=== Entries shown ===
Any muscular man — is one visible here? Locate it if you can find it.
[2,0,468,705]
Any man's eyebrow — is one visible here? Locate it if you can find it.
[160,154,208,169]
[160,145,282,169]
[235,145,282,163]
===
_Task_: Update the items by replacing every occurrence of "visible" with "present", leaving all other text unchanged.

_Written reply_:
Any muscular man — is one present here? Locate it if you can find it.
[2,0,468,705]
Any man's eyebrow — is one present here? Locate it if you can find it.
[160,154,208,169]
[160,145,282,169]
[235,145,282,163]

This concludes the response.